■ Objective ■
Revise the lines in the material below by replacing "single dot" with "small marker" and leaving everything else unchanged. Leave the pictures out of your answer.

-- begin --

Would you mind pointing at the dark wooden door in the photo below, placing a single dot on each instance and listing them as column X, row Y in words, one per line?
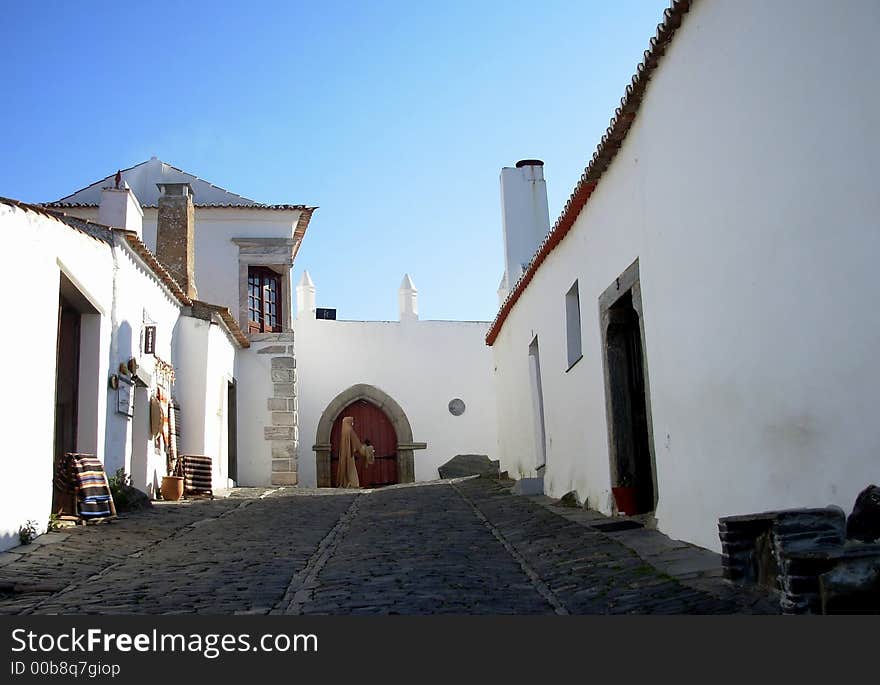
column 629, row 413
column 371, row 424
column 66, row 394
column 232, row 432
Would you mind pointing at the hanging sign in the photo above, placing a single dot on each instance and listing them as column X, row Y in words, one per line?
column 125, row 397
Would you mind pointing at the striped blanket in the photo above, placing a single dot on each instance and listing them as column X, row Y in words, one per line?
column 93, row 498
column 197, row 476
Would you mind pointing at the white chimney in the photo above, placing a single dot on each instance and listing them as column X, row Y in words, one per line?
column 305, row 297
column 408, row 300
column 525, row 216
column 120, row 208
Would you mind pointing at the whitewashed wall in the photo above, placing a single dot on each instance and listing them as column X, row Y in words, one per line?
column 422, row 365
column 36, row 250
column 139, row 298
column 216, row 255
column 747, row 189
column 204, row 364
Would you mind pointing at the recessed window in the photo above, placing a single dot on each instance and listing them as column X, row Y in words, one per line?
column 264, row 300
column 573, row 324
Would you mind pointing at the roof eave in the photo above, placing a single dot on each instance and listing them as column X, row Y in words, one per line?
column 605, row 152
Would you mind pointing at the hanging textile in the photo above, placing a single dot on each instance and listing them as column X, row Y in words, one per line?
column 93, row 498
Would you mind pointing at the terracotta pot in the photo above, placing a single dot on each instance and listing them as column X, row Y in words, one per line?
column 172, row 488
column 626, row 500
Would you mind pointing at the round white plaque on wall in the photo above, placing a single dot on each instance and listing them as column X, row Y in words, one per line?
column 456, row 407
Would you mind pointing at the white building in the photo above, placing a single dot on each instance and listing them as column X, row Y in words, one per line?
column 701, row 316
column 420, row 391
column 106, row 325
column 171, row 286
column 239, row 254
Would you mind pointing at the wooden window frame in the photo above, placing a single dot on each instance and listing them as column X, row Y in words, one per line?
column 261, row 306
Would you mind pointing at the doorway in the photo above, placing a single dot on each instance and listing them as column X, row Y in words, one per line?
column 626, row 390
column 66, row 400
column 373, row 426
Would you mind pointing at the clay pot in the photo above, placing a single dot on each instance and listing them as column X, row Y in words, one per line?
column 172, row 488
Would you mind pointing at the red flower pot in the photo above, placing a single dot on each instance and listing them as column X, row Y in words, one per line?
column 626, row 500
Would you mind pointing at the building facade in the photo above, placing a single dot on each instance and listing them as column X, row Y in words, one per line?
column 698, row 323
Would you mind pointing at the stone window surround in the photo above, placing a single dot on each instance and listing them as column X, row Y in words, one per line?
column 399, row 420
column 277, row 253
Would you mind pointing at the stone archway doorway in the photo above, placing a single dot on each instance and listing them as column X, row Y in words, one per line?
column 373, row 427
column 405, row 461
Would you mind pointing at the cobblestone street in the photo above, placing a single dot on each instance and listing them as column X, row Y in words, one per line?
column 461, row 547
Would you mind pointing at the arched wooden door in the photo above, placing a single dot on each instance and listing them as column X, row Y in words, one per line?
column 371, row 424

-- end --

■ Solution for this exercise ■
Would you mind pointing at the dark wooden door in the photo below, placing a small marker on each instance and listing them as column X, row Y in words, one per line?
column 629, row 413
column 371, row 424
column 66, row 394
column 232, row 432
Would you mind pointing at the hanging sign in the photo above, placing a small marker on each instance and listing them as column X, row Y in words, one per line?
column 125, row 397
Would you mind pointing at the striped blanket in the photo above, placing a small marker on each instance and listing them as column X, row Y in words, one per line?
column 93, row 498
column 197, row 476
Would you mind pointing at the white chimney in the photo above, placing a small marker on each instance and listing them as column X, row Y in words, one per line?
column 305, row 297
column 408, row 300
column 525, row 216
column 120, row 208
Would you mind pointing at the whitewashed wall in the photo above, placing a small marker on each instance and listing them as column X, row Y in words, one per line?
column 422, row 365
column 36, row 250
column 139, row 298
column 216, row 255
column 747, row 189
column 204, row 364
Would you mind pointing at the recessed window in the photo above, placing a small marker on each instance and listing them as column X, row Y in words, one per line?
column 264, row 300
column 573, row 324
Would you mind pointing at the roof eave in the photo above, placing a small marker on each instance and listing them as column X, row Y in words, one per line?
column 605, row 152
Would you mind pointing at the hanging textile in the photo above, placing a small marker on each instance and listing them as column X, row Y in words, one per line?
column 93, row 498
Would you mind pointing at the terracotta pot in the photo above, placing a small marker on each instance and listing them as column X, row Y in words, one per line?
column 172, row 488
column 626, row 500
Would you mind pointing at the round white plaque on wall in the photo above, placing a small marker on each instance and listing them as column X, row Y in words, one per line?
column 456, row 407
Would you mind pointing at the white building in the photo above, placing a small marker on each instance and listing them as column X, row Y in words, one per line?
column 701, row 316
column 420, row 391
column 106, row 325
column 171, row 286
column 239, row 254
Would you mind pointing at the wooden window frame in the photo above, placing a small marker on each instance and listing them as column X, row Y in words, one per line?
column 261, row 306
Would you mind pointing at the doorway in the photo above, placing a small marker on each instance and listing them as column X, row Y in words, one per line?
column 626, row 390
column 66, row 400
column 373, row 426
Would you mind pointing at the clay pot in the photo above, placing a small marker on each instance and listing them as column X, row Y in words, one per line?
column 172, row 488
Would you mind pointing at the red flower pot in the photo above, placing a small marker on each instance and listing them as column X, row Y in words, one per line?
column 626, row 500
Would you mind pointing at the building facade in the photo above, placing a small marker on each instance and listing them as column X, row Y in words, one per line?
column 698, row 323
Would you mind pointing at the stone window surround in the photo above, placing a small marker on each instance and listing them as column X, row Y in words, one per line?
column 399, row 420
column 277, row 253
Would you mind pointing at the stone archway doorway in the photo above, placing a small marker on each instance and listing them as column X, row Y in words, one per line?
column 373, row 427
column 405, row 461
Would you mind pointing at the cobblestone street in the photo above, placing a small marker on each instance and listing them as column X, row Y in words, one per line?
column 461, row 547
Would you mind pointing at the arched wooden door in the photo above, placing a small marker on each instance and listing them as column X, row Y in words, one per line?
column 371, row 424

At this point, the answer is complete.